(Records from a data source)

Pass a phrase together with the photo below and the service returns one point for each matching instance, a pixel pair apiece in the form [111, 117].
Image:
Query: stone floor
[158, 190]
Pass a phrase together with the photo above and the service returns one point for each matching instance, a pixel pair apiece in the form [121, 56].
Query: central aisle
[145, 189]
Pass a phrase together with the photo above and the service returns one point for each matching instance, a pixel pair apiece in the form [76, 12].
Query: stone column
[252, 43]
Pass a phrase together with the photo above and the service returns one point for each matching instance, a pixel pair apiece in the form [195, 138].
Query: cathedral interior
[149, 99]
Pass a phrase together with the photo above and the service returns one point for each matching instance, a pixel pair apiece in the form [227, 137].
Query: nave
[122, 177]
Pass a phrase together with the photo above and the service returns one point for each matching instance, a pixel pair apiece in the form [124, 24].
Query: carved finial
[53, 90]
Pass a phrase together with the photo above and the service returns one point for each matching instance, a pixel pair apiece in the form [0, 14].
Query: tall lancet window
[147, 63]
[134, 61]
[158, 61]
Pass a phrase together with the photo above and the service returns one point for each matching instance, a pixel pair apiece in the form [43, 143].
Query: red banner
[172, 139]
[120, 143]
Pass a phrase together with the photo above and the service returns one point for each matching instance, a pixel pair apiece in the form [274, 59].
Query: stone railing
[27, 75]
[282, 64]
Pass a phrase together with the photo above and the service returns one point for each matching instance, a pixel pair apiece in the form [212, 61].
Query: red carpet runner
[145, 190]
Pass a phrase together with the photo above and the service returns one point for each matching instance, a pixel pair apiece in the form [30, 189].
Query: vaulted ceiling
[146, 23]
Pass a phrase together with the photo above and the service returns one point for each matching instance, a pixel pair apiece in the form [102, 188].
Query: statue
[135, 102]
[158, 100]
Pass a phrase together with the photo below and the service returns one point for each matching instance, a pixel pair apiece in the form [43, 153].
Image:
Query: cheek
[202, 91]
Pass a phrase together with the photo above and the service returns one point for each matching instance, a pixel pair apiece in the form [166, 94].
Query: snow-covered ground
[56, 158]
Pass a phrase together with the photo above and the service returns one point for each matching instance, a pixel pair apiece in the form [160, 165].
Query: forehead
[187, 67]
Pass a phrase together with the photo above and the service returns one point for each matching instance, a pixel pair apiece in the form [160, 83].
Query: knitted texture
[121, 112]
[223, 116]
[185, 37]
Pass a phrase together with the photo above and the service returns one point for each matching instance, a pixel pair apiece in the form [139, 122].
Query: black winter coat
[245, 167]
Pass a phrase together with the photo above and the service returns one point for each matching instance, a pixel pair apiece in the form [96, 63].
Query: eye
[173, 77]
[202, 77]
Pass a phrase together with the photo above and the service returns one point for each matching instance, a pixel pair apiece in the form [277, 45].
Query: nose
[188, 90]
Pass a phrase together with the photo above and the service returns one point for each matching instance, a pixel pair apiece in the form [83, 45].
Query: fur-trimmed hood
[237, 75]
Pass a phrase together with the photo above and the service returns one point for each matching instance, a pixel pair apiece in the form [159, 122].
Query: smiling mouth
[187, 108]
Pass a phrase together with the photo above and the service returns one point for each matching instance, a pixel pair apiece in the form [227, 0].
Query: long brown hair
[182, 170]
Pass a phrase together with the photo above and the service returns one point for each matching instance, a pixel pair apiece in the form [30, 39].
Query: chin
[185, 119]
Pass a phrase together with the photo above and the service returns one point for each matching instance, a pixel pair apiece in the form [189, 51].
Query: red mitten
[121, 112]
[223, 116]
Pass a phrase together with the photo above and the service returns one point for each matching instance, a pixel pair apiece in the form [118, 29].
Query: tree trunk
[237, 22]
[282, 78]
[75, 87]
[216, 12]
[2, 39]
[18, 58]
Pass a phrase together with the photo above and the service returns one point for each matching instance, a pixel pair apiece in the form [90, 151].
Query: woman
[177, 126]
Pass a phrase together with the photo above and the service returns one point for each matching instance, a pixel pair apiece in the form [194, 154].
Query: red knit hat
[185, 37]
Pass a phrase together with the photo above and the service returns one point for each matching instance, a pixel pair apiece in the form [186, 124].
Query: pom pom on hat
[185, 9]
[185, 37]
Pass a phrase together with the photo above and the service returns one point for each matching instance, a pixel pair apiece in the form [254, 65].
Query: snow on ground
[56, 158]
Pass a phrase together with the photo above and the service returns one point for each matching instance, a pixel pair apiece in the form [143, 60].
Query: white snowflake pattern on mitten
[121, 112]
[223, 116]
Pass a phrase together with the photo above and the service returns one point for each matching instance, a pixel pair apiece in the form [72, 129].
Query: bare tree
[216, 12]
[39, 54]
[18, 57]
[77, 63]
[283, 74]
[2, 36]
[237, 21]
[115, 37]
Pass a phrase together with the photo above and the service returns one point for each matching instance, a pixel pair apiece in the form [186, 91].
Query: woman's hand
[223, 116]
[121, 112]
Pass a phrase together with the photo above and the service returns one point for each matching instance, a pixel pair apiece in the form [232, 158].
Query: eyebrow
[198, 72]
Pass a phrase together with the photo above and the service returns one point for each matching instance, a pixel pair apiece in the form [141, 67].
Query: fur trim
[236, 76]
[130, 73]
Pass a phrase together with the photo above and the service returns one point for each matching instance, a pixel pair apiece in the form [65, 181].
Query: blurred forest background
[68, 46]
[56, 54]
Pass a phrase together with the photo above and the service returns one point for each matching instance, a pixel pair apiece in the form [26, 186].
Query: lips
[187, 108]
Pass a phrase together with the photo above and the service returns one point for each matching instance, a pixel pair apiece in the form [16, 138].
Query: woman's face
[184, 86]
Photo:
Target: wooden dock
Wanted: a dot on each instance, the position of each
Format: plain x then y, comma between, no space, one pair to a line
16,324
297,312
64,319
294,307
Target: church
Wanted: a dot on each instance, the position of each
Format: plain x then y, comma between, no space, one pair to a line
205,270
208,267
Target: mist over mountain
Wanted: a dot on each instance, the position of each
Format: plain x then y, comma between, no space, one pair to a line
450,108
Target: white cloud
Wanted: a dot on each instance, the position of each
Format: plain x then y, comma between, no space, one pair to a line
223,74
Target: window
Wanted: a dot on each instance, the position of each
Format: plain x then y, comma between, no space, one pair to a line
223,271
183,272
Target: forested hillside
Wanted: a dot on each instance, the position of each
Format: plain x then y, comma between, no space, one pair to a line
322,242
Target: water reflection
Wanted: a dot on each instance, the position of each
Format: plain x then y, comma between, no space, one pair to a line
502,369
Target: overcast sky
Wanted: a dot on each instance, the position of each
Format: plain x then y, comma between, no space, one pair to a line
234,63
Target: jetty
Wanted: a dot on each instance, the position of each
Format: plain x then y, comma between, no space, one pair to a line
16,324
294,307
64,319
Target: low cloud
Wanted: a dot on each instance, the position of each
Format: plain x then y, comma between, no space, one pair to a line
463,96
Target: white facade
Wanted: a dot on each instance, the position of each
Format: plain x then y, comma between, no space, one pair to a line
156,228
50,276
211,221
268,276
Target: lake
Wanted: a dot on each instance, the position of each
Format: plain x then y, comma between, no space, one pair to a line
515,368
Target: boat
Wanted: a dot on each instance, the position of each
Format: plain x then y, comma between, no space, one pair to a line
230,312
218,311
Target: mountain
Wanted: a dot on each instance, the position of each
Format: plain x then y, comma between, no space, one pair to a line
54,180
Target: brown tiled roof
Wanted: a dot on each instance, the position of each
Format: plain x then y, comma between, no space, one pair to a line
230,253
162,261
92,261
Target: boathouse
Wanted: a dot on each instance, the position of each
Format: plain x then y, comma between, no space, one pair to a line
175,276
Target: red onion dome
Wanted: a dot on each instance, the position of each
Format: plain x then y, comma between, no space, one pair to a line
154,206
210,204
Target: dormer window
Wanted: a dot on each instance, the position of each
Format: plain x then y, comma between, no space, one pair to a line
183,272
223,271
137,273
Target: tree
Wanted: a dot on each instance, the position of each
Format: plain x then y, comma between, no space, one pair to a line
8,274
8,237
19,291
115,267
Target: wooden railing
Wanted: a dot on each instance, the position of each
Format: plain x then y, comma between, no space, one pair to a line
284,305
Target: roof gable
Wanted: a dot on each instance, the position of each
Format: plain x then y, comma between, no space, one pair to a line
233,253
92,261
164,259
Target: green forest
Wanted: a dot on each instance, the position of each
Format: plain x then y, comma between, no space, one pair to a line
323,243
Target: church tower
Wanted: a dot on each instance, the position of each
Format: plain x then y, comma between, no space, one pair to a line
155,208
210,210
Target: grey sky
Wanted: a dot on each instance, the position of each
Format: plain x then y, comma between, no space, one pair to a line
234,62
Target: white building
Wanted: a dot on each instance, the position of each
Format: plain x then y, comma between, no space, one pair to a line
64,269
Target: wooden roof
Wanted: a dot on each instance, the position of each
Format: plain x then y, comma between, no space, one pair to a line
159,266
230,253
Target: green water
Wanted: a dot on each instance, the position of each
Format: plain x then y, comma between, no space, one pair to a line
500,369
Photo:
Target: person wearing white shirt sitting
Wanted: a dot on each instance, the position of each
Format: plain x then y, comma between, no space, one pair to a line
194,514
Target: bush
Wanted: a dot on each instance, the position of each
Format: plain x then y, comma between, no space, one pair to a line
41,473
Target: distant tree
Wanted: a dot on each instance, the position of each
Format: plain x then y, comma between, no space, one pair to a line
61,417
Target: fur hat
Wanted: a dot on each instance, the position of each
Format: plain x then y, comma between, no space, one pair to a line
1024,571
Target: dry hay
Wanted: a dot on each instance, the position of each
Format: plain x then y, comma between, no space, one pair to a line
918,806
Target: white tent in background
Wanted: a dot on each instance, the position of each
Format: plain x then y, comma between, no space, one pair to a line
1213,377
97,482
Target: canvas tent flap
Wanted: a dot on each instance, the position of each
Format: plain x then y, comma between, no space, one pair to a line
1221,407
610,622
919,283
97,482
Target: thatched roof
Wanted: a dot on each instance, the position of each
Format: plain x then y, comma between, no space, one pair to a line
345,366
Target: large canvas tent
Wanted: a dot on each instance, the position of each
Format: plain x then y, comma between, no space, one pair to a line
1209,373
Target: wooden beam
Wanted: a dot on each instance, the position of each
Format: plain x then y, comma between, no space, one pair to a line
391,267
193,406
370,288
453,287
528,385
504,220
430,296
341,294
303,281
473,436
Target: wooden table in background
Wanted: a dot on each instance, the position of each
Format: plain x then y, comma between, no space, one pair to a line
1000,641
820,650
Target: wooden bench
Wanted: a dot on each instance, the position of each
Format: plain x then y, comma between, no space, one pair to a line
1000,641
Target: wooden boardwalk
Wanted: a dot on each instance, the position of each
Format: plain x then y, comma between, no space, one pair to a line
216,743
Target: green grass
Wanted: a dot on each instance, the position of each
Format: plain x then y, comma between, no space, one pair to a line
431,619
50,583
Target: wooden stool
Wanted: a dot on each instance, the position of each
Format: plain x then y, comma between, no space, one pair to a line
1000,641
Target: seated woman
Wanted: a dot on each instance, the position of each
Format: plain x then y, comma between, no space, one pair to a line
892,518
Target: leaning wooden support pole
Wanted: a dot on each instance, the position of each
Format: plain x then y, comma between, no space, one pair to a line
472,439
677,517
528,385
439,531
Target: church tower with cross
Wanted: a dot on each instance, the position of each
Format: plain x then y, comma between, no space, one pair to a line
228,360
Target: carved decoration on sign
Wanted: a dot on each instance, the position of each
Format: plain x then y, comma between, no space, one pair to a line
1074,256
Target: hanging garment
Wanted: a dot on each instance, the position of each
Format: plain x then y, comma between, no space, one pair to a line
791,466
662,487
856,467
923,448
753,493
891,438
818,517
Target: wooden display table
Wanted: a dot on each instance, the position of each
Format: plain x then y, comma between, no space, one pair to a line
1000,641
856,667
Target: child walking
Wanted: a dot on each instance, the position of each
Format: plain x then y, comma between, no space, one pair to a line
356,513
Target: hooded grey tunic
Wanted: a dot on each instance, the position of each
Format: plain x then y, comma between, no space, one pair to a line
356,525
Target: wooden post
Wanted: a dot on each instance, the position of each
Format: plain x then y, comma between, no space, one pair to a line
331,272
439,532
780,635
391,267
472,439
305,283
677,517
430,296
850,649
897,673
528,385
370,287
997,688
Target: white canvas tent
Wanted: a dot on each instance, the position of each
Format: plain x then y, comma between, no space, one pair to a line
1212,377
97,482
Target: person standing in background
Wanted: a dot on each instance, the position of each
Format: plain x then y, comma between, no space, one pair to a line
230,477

▶ [What the task asks]
Transcribe only the trailing portion of the entries above: the line that contains "Target: green grass" and each line after it.

▶ [Exercise answer]
Target: green grass
Wanted: a dot on each instance, the position of each
Format: plain x then y, comma between, no space, one pair to a line
431,619
50,583
Target: wooden stool
Wanted: a dot on each instance, the position of each
Format: plain x then y, comma between, no space, one pair to a line
1000,641
Target: seated woman
Wanted: a dot on each instance, the position of each
Format: plain x then y, comma between, no space, one pair to a line
892,518
Target: leaning wooden support pole
Wanted: a dot on each instance, the position of each
Format: plain x then y, comma between, no space, one pair to a line
472,439
677,517
528,385
439,531
Target: church tower with cross
Wanted: a dot on each instance, the position of each
Format: plain x then y, comma between, no space, one pair to a line
228,360
Target: carved decoration on sign
Wanted: a dot on each instance, the position of each
Format: plain x then y, comma between, no space, one pair to a line
1074,256
Target: hanging garment
Wanted: a dot on each instance, the position of each
Format: plain x then y, comma between, no space, one pair to a line
791,466
662,487
856,467
923,448
753,493
891,438
818,517
Target: wooden display table
Wanted: a dot on each instance, the position of each
Format: plain x then y, comma between, no space, one pair to a line
1000,641
856,667
Target: child walking
Wanted: a dot on each instance, the position of each
Format: plain x then y, comma between, no space, one pair to a line
356,513
Target: hooded grey tunic
Wanted: a dot on each instance, the position of each
Format: plain x then y, comma between, no space, one pair to a line
356,525
Target: wooden post
Wanted: a dot on each instance, the position of each
Format: plain x then y, comma between, no space, one pair to a line
331,272
439,532
780,635
391,267
472,439
305,283
677,517
430,296
850,649
897,673
528,385
370,287
997,688
Target: white canvas tent
Wanted: a dot on each instance, the position of each
Format: plain x then y, comma between, no space, one pair to a line
1212,377
97,482
Target: person standing in background
Wanted: a dot on each instance, the position of each
Format: plain x then y, comma between, no space, one pair to a line
230,477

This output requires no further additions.